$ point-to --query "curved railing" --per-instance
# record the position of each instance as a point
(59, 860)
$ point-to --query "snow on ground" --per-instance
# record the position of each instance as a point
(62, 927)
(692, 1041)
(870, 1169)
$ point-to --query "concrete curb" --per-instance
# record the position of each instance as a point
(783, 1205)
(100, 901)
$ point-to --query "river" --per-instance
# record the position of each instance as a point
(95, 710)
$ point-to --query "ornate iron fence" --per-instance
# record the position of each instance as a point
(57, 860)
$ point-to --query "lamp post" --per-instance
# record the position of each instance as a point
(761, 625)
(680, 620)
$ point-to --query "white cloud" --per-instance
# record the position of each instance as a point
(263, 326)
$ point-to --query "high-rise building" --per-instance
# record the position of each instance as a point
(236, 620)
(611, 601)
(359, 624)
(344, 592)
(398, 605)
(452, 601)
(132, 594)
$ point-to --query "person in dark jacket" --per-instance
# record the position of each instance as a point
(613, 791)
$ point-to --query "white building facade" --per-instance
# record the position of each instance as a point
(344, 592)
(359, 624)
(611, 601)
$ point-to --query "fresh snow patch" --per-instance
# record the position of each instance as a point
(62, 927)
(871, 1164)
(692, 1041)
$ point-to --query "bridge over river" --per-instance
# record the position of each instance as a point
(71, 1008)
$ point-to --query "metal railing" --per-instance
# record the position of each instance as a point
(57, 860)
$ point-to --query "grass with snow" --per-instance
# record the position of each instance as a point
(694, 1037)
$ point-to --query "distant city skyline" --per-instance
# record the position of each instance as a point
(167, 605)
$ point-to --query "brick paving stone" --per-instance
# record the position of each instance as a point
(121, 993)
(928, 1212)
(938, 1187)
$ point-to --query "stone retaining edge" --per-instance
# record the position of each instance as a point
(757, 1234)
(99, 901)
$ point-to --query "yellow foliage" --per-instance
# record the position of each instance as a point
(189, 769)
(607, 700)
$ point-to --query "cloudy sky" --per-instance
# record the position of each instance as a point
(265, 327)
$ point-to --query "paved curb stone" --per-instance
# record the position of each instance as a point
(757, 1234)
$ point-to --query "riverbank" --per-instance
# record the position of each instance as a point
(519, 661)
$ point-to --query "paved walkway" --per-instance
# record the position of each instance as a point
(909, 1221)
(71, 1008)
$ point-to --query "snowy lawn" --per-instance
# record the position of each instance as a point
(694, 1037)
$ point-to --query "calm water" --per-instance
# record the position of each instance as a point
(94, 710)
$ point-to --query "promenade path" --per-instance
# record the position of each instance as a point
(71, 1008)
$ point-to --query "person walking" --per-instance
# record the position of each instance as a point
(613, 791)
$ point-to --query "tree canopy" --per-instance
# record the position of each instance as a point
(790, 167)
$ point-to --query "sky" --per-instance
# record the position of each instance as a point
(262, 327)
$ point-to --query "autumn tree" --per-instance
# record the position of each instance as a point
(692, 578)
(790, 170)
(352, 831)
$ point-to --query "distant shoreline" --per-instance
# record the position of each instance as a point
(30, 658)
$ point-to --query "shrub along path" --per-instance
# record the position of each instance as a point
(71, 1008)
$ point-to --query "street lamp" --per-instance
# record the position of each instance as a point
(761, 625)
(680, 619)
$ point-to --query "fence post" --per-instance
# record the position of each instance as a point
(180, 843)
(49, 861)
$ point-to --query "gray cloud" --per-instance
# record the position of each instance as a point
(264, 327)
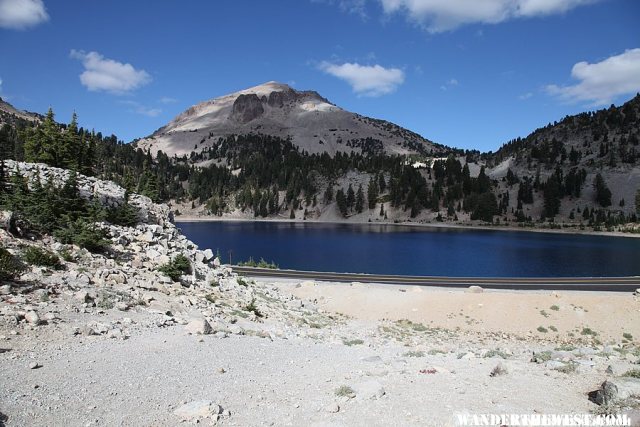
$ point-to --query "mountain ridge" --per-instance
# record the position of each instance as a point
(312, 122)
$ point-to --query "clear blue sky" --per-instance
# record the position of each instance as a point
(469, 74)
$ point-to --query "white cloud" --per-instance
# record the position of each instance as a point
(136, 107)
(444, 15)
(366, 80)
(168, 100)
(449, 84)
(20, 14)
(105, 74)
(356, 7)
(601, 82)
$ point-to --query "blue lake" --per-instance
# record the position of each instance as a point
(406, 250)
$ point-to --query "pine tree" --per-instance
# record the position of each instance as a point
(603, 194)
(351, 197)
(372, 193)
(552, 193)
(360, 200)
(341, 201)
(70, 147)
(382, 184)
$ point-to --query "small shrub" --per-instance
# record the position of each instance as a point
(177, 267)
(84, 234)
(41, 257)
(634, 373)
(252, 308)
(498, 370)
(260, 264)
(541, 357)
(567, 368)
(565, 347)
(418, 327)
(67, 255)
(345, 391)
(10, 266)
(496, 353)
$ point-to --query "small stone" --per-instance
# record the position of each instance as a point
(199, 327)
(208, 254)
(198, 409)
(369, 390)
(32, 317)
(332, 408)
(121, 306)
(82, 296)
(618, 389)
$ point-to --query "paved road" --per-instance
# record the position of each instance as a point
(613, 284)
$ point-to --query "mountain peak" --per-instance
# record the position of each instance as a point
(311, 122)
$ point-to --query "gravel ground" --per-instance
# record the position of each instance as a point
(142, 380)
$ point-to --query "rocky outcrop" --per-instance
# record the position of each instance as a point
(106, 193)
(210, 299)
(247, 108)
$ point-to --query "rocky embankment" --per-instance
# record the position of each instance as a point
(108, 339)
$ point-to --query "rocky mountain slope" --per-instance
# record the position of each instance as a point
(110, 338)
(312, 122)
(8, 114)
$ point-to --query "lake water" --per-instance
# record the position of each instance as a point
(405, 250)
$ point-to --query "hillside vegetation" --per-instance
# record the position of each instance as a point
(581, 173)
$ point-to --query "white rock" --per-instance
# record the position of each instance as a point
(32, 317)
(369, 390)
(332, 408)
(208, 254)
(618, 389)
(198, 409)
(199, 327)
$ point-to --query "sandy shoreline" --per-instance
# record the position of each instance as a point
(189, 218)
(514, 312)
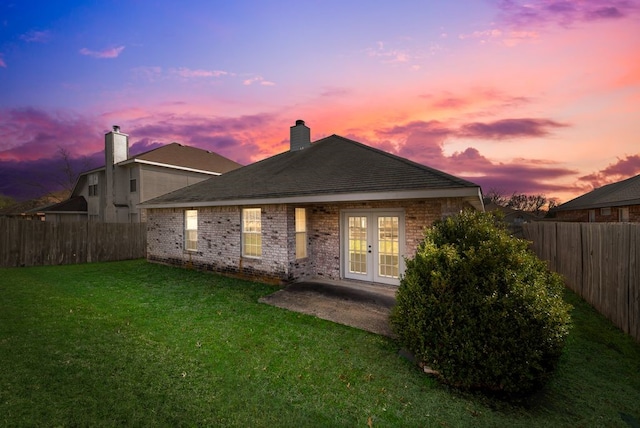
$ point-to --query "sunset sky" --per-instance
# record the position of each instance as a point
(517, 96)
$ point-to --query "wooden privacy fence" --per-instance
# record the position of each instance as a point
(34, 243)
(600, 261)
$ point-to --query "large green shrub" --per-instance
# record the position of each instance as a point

---

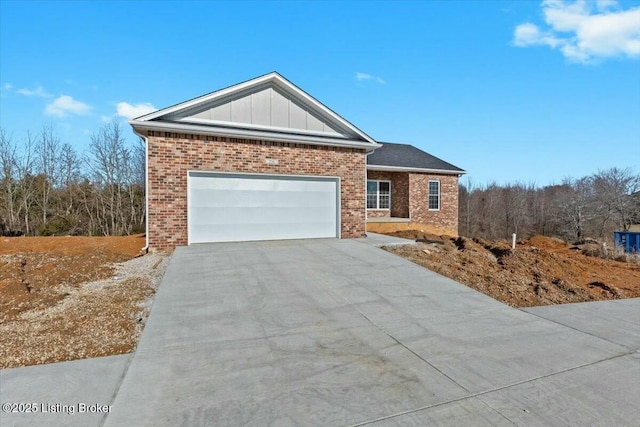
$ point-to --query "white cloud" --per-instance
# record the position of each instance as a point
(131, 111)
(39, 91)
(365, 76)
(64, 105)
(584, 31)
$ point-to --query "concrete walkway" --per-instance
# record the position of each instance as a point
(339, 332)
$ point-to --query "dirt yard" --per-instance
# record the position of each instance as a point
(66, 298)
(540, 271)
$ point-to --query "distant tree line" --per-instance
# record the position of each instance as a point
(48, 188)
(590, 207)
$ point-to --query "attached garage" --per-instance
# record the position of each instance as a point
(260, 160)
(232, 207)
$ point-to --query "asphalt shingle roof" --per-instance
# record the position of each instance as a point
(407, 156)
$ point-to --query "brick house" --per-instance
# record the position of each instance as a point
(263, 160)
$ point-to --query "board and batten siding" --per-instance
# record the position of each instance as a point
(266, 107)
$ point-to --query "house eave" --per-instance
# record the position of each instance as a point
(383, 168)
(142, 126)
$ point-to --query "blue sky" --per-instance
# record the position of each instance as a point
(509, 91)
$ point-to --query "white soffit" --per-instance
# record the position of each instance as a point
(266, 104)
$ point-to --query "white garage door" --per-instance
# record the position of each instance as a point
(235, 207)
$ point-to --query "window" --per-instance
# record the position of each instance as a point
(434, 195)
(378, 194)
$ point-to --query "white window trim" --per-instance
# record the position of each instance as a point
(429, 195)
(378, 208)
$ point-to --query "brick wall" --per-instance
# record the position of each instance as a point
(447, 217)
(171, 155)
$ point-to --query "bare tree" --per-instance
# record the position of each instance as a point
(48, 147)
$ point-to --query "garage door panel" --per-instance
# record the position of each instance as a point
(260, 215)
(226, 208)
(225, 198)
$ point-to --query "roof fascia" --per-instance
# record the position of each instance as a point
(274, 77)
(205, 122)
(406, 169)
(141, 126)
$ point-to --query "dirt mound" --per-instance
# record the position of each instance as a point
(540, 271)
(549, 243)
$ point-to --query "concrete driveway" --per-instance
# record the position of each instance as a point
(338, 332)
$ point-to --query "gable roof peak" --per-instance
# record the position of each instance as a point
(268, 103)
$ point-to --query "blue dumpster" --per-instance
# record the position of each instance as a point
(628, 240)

...

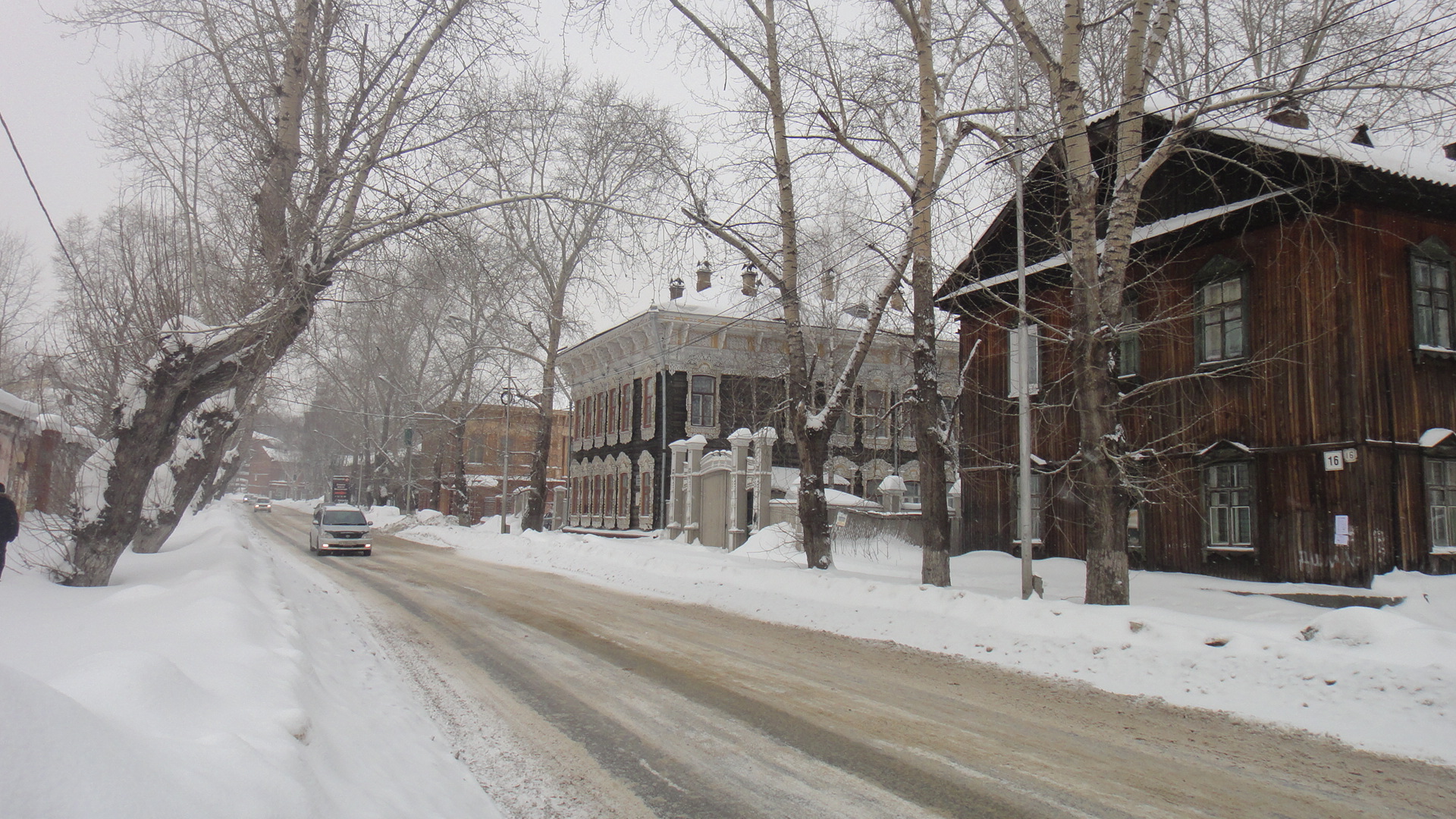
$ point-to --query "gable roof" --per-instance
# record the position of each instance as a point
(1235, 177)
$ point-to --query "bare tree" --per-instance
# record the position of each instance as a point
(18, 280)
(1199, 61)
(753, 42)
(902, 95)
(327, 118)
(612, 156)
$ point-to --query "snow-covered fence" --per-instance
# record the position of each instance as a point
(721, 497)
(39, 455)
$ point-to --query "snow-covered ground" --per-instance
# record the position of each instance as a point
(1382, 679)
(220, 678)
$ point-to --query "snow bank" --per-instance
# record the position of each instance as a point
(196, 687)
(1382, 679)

• Exercise: Count the lines of the data above that contain the word "walkway" and give only the number.

• Finished task: 2